Eagle
American Diplomacy
Commentary and Analysis

October 2008

Highlight map


 

Support American Diplomacy RSS Mailing-list Subscription Email American Diplomacy Facebook


The next U.S. president will need to rebuild international confidence in America, argues one of the country’s most distinguished career diplomats in this October 12 speech to the National Council on Teacher Retirement. Persuading foreign creditors to continue lending us money is only one of many foreign policy challenges that call for new policies as well as strengthened diplomatic capacity. – Ed.

American after the Meltdown


Given the economic state of the Union and its impact on you as financial professionals, I expect most of you think it's a bit weird to be starting your program this way – by considering the national security and foreign policy challenges our next president will face. President McCain or President Obama will have to cope with the knock-on effects of the worst financial panic since the Great Depression. What time is this going to leave for foreign relations? The answer is that it better leave a lot. We aren't going to make it safely out of the various messes we are in without more than a little help from foreign friends.

The fact is that we have been living on foreign credit rollovers. The bailout we have just authorized is not self-financing. It is yet another rollover dependent on foreign creditors. For it to work, foreigners must choose to buy the debt we are issuing rather than invest their money elsewhere. At the moment, T-bills are the only refuges anyone can think of other than gold, so there doesn't seem to be much of a problem. But will they respect us and want more T-bills in the morning?

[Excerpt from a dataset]

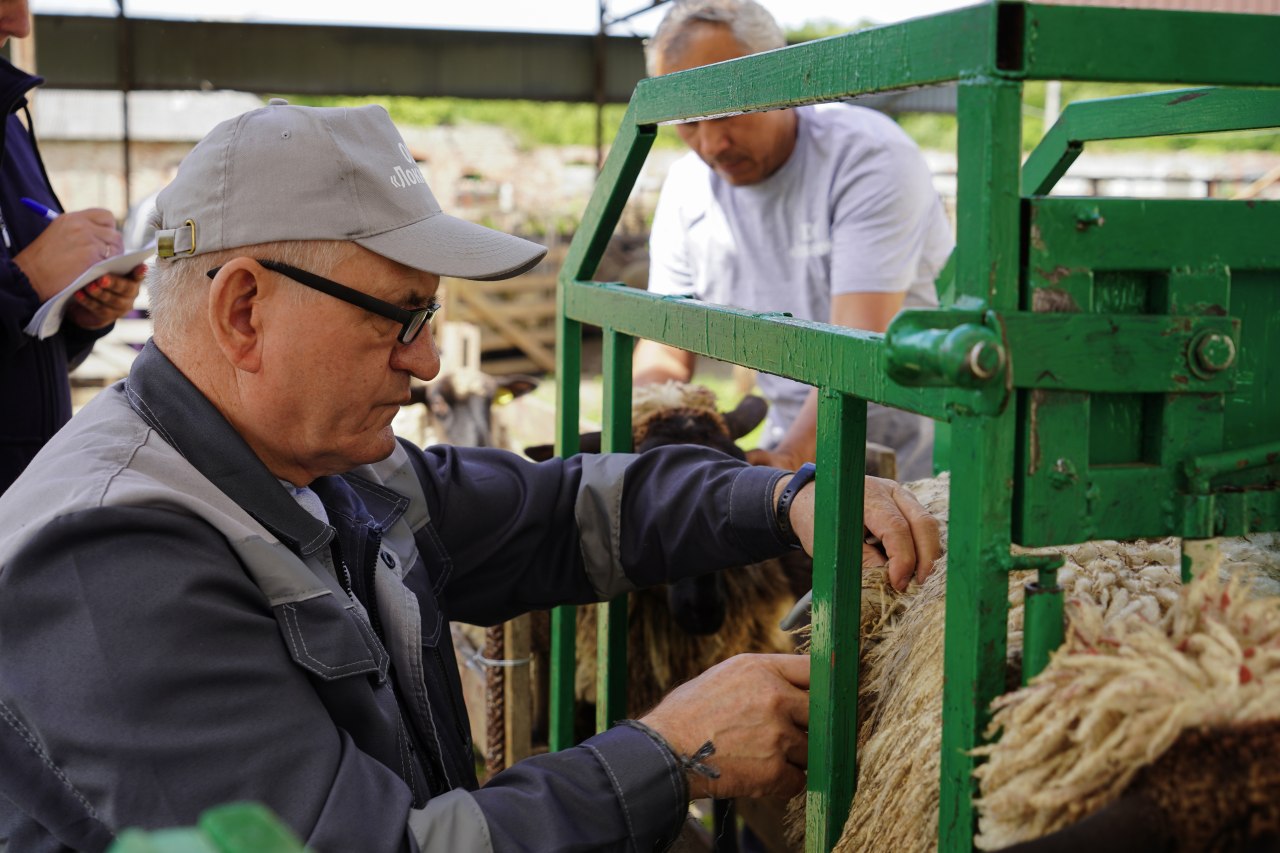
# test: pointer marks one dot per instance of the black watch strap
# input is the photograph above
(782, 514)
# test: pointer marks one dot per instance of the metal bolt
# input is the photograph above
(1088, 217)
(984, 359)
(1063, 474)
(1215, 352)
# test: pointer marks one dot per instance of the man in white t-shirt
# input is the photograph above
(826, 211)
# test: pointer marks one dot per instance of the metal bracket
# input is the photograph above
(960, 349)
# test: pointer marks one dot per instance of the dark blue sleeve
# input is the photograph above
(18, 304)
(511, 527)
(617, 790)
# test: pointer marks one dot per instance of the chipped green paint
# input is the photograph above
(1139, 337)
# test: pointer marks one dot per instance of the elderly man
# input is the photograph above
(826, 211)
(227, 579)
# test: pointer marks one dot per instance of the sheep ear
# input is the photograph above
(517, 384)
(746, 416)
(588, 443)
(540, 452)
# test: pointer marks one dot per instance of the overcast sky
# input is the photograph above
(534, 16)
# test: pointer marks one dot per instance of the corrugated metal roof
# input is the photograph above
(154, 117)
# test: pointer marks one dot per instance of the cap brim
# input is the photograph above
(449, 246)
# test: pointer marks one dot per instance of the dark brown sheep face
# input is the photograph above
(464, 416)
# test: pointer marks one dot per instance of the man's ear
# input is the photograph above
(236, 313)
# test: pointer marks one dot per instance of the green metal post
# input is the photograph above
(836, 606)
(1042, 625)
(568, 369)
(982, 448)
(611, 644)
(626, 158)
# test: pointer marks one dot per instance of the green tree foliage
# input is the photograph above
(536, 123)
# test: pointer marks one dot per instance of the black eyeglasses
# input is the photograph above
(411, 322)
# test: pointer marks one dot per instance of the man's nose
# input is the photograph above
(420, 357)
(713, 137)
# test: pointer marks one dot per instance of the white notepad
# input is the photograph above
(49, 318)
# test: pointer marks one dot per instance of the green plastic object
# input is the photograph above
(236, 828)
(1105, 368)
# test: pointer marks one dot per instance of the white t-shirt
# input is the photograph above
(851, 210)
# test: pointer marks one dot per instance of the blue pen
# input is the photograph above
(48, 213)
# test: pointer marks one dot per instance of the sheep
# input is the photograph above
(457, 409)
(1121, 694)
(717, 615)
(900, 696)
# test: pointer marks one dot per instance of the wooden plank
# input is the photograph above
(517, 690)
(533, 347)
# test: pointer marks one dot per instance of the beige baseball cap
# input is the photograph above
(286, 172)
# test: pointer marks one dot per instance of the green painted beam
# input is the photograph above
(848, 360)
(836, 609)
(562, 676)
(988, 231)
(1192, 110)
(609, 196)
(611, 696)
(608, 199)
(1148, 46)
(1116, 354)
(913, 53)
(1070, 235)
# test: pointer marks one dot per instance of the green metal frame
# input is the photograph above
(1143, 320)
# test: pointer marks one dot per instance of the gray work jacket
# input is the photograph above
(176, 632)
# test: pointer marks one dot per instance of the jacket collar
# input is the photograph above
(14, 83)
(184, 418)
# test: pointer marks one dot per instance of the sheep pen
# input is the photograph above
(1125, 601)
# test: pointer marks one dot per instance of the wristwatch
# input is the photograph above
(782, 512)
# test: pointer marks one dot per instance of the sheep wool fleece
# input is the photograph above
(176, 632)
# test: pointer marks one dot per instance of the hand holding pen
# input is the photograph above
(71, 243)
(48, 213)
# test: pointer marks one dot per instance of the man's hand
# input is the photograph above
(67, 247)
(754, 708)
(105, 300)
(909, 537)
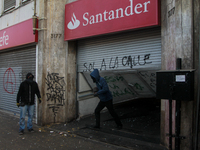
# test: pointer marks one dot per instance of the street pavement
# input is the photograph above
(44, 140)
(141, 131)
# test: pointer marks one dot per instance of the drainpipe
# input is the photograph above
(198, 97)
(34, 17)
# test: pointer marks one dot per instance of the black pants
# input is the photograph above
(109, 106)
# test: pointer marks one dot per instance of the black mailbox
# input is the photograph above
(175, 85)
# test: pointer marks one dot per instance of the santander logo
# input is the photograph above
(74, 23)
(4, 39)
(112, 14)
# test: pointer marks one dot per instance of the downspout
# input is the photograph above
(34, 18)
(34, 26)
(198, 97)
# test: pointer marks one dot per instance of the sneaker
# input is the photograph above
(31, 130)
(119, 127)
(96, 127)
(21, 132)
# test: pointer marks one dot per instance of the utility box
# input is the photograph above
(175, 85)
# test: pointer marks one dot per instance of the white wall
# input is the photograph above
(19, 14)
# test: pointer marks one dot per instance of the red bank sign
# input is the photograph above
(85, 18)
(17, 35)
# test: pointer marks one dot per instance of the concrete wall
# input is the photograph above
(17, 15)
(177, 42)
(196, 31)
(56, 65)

* _Stated exercise 1_
Summarize the speech excerpt on American foreign policy after the financial meltdown in two sentences.
* _Stated exercise 2_
Put the part of the records that opens with the line containing "# test: pointer marks one dot per instance of the concrete" and runs through the end of the records into a Markdown table with the columns Row and Line, leaving out blank lines.

* _Exercise response 1_
The next president, whether McCain or Obama, will have to deal with the effects of the worst financial panic since the Great Depression but must still leave a lot of time for foreign relations, because the country cannot get safely out of its troubles without help from foreign friends. The United States has been living on foreign credit rollovers, and the newly authorized bailout works only if foreigners choose to buy the debt being issued rather than invest elsewhere.

* _Exercise response 2_
| Row | Line |
|---|---|
| 1 | # test: pointer marks one dot per instance of the concrete wall |
| 2 | # input is the photograph above |
| 3 | (17, 15) |
| 4 | (177, 42) |
| 5 | (196, 31) |
| 6 | (56, 65) |